_Written task_. Please copy out every line of the records below word for word, leaving the pictures out.

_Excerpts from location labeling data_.
>> BEGIN

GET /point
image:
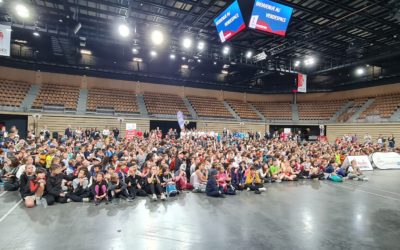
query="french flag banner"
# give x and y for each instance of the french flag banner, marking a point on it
(302, 83)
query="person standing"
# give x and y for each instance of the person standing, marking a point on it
(391, 141)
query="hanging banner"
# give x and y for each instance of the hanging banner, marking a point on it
(362, 162)
(181, 120)
(388, 160)
(230, 22)
(5, 39)
(270, 17)
(130, 131)
(302, 83)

>> END

_Worked answer_.
GET /point
image:
query="french flag banner"
# give x and y for each instance of the french flag banner, marking a point on it
(302, 83)
query="person standing"
# give x and y for each instance of the person standing, marking a point on it
(391, 141)
query="hanging banner"
# give x and y for each instance of the hanging banner, marking a point on it
(362, 162)
(181, 120)
(388, 160)
(230, 22)
(5, 39)
(270, 17)
(130, 131)
(302, 83)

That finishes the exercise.